- **COMPLETE THE FOLLOWING**:
(a) Answer these questions using the interview excerpt about the show's songs below.
(i) Who runs the animation house Titmouse?
(ii) What subject were Andrew and Missy doing the science fair about?
(iii) Who is called "a really great singer"?
(b) Retype the part of the interview excerpt about the show's songs starting with "Goldberg: We might" and going on through "keep coming back.".

═══ SELECTED EXCERPT

Goldberg: We might have gone back and forth a few times, but Mark very quickly got what we wanted. This is an animation highlight, but I love the line, "In Williamsburg, all the old-time Jews have rented their buildings to hipster dudes" -- one of those hipsters is actually drawn to look exactly like Chris Prynoski, who runs our animation house, Titmouse. He'll probably be in many shows now, because once you're drawn as an extra you keep coming back.
"I Feel Like Shit (This Must Be Love)"
Season 1, Episode 7
Rivers: I think one of the songs they were using as a template was one of those big, cheesy '90s Aerosmith ballads -- guitar and strings. I feel like shit (this must be love) -- I love titles with parentheticals, like, "Maybe you know it better as…" This is actually the second version of the song, because they changed its initial direction.
Goldberg: Originally, the song was more equating love to natural disasters. Andrew and Missy were doing the science fair about the Yellowstone Caldera, but I think as we were working with it, we were like, Eh, the natural disaster stuff is overwhelming the emotional feelings that we're trying to convey. When they go into the sky and dance around the stars, it contributes more to that feeling of how enormous it feels when you have your first boyfriend or girlfriend -- and for these characters, nerve-wracking.
Rivers: The first version was likening love to a natural disaster -- Hurricane Me and You, or something like that. It had the same feel, but it was a different song. The song that's in the show is much more immediately funny, because it's about how awful love makes you feel, rather than the cleverness of all the natural disaster analogies. I think I'm gonna shit my pants, this must be love -- sometimes you just gotta go there to get the laugh. This one's another shining squeaky-voice John Mulaney-as-Andrew moment. Again, perfectly out of tune in the most lovable way. He sings with Jenny Slate, who's a really great singer. With her character, it was like, Should we just let her sing this? But we had to find the line between the Missy character and Jenny's actual ability to sing. I think we dialed it in OK. She maintains that level of sweetness that Mulaney does.

══════
═══ DATA SHOWN

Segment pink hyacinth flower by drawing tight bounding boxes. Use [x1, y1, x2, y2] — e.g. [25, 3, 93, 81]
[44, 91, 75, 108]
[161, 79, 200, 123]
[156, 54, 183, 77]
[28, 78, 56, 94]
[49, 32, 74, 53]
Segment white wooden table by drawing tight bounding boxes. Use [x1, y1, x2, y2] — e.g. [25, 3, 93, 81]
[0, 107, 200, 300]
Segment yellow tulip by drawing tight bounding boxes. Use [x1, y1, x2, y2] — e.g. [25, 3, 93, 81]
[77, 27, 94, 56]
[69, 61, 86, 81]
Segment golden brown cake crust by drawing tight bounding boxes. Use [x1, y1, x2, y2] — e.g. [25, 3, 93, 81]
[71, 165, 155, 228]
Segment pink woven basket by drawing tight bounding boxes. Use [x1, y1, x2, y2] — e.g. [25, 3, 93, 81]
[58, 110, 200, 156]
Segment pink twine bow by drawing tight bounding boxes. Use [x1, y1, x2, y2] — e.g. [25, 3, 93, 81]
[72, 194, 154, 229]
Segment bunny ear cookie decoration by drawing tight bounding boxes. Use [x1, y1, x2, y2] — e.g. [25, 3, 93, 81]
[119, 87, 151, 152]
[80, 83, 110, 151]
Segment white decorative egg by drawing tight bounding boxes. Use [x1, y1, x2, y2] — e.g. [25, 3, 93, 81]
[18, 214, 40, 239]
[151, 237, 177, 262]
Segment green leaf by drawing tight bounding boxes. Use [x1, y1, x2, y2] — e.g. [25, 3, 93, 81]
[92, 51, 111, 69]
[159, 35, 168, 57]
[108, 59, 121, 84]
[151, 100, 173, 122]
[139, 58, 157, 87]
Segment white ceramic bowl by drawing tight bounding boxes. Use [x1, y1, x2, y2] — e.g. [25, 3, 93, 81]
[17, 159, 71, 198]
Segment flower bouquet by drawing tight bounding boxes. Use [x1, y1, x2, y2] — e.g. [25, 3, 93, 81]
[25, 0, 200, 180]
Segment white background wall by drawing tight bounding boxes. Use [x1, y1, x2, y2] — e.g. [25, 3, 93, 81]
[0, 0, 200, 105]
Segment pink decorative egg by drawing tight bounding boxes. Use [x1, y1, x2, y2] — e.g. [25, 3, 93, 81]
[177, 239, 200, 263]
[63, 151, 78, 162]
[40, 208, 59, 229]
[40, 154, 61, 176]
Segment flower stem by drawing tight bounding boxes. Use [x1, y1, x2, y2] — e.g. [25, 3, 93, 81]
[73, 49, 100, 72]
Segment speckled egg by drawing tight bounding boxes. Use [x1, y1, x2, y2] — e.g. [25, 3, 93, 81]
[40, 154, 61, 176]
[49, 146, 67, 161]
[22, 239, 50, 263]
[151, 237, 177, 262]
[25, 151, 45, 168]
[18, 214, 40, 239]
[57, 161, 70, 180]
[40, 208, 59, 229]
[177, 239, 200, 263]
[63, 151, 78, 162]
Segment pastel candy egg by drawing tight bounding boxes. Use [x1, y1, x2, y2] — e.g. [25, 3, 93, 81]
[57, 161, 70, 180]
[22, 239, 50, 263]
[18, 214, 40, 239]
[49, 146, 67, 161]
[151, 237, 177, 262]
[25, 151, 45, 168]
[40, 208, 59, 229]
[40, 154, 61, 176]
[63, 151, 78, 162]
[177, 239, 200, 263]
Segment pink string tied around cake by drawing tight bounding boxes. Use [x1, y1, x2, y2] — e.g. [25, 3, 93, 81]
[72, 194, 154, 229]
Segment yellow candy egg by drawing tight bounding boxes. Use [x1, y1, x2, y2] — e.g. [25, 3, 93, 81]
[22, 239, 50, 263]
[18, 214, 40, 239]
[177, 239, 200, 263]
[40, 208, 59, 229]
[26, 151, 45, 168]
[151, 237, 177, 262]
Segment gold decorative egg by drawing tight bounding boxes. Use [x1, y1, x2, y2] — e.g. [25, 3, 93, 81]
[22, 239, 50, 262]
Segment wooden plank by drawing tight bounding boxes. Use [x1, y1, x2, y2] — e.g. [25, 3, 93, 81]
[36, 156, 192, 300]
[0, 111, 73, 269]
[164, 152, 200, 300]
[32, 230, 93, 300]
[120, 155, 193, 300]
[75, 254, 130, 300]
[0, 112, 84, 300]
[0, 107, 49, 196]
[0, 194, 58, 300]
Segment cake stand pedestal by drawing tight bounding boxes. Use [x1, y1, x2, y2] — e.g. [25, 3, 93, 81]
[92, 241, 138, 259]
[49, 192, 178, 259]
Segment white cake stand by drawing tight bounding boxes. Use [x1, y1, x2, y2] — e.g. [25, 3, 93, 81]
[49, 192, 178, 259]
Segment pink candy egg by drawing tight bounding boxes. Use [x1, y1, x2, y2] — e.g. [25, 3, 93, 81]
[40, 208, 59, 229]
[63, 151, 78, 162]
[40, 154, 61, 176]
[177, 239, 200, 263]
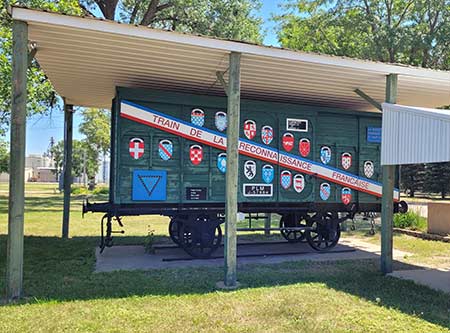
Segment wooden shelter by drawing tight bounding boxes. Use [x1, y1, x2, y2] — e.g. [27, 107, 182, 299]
[7, 7, 450, 299]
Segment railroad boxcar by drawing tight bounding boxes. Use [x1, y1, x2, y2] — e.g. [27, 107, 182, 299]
[83, 88, 406, 257]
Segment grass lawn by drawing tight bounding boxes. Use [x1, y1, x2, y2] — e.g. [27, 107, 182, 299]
[0, 184, 450, 332]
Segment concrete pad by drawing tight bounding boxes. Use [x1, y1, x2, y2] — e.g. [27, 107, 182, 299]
[95, 238, 408, 272]
[389, 268, 450, 293]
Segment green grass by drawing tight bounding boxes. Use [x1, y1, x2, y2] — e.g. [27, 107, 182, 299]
[0, 184, 450, 332]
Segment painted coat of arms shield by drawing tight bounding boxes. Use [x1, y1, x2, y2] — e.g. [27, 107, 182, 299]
[364, 161, 375, 178]
[320, 146, 331, 164]
[282, 133, 294, 152]
[320, 183, 331, 201]
[262, 164, 275, 184]
[244, 120, 256, 140]
[217, 153, 227, 173]
[341, 153, 352, 170]
[128, 138, 144, 160]
[158, 140, 173, 161]
[298, 138, 311, 157]
[189, 145, 203, 165]
[341, 187, 352, 205]
[191, 109, 205, 127]
[214, 111, 227, 132]
[280, 170, 292, 190]
[244, 161, 256, 180]
[261, 126, 273, 145]
[294, 174, 305, 193]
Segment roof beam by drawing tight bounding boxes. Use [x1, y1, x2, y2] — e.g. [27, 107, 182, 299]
[216, 71, 229, 96]
[28, 43, 37, 67]
[353, 88, 383, 111]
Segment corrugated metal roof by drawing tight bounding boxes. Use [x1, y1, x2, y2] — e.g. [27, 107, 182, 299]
[381, 103, 450, 165]
[12, 7, 450, 111]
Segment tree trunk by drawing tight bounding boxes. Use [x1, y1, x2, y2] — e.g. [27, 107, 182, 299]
[95, 0, 119, 20]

══════

- **TASK RESULTS**:
(a)
(i) Chris Prynoski
(ii) The Yellowstone Caldera
(iii) Jenny Slate

(b)
Goldberg: We might have gone back and forth a few times, but Mark very quickly got what we wanted. This is an animation highlight, but I love the line, "In Williamsburg, all the old-time Jews have rented their buildings to hipster dudes" -- one of those hipsters is actually drawn to look exactly like Chris Prynoski, who runs our animation house, Titmouse. He'll probably be in many shows now, because once you're drawn as an extra you keep coming back.